“HIV/AIDS has never been funded by the Ministry or government. All along we have been depending on global fund donors. Global fund used to finance certain projects on HIV/AIDS and malaria,” Milly told Gurtong in an exclusive interview.
“To our dismay we have been told by Global Fund that they are not going to be able to fund HIV/AIDS projects this year,” Milly added.
Less than three per cent of the National government’s budget is being allocated to the Ministry of Health.
Three percent of the country’s population has been affected with HIV/AIDS virus with some states registering a prevalence of 7 per cent.
“We are now about to do fresh findings to establish the really prevalent rate,” Milly said.
Milly said bad behavior practices by youths indulging themselves into alcoholism and cultural practices have been some of the key factors in accelerating HIV/AIDS prevalence in the country.
He pointed out that the cultural practice of wife inheritance is another factor which contributes to the spread of the disease and called for an end to the practice.

Available data ::
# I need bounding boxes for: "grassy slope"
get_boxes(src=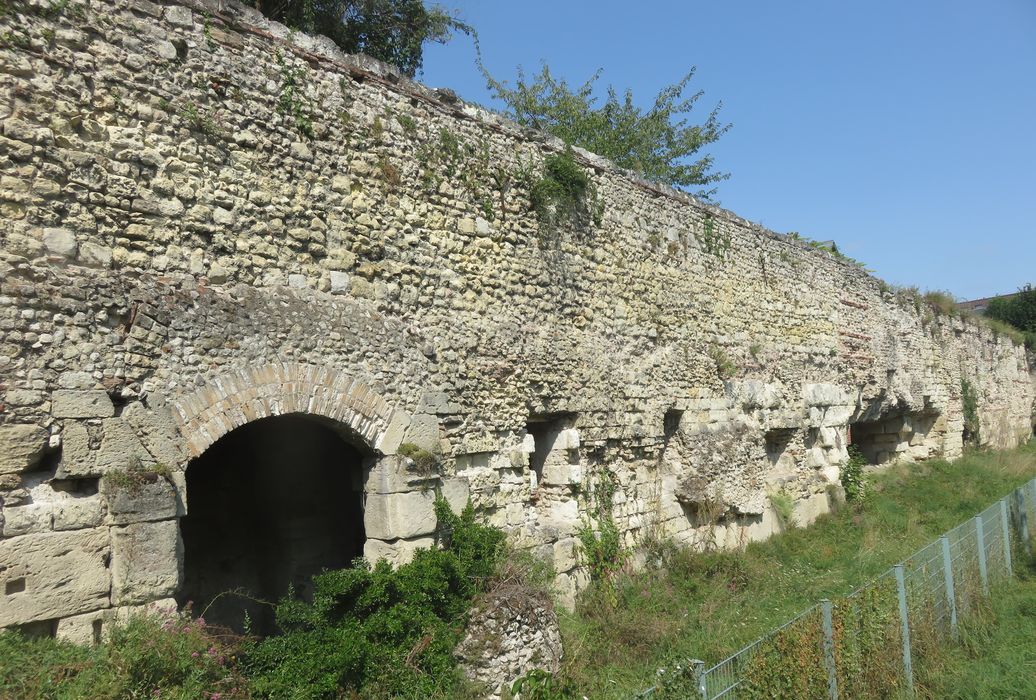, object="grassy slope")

Questions ::
1. Answer these questions from the news extract on HIV/AIDS funding:
(a) Whom has HIV/AIDS work depended on, since the Ministry or government has never funded it?
(b) What share of the national government's budget goes to the Ministry of Health?
(c) Which cultural practice is named as contributing to the spread of the disease?
2. Write the next paragraph of the news extract on HIV/AIDS funding, picking up after its last sentence.

Responses ::
1.
(a) Global fund donors.
(b) Less than three per cent.
(c) Wife inheritance.

2.
“The only strategy to fight HIV/HIDS is to increase awareness on the-know of HIV/AIDS,” he said.
South Sudan joins the world today in marking the World AIDS Day. In his message to the people in the country, he urged for partners to focus on intensify awareness on the disease to the people and emphasized knowing about the disease is the only way of preventing its spread.
“My message to the people of South Sudan is to recognize that AIDS is real. AIDS is a danger. AIDS has no treatment. AIDS has no cure but the only way to avoid AIDS is to have proper knowledge about HIV/AIDS and there we can avoid infection,” Milly told Gurtong.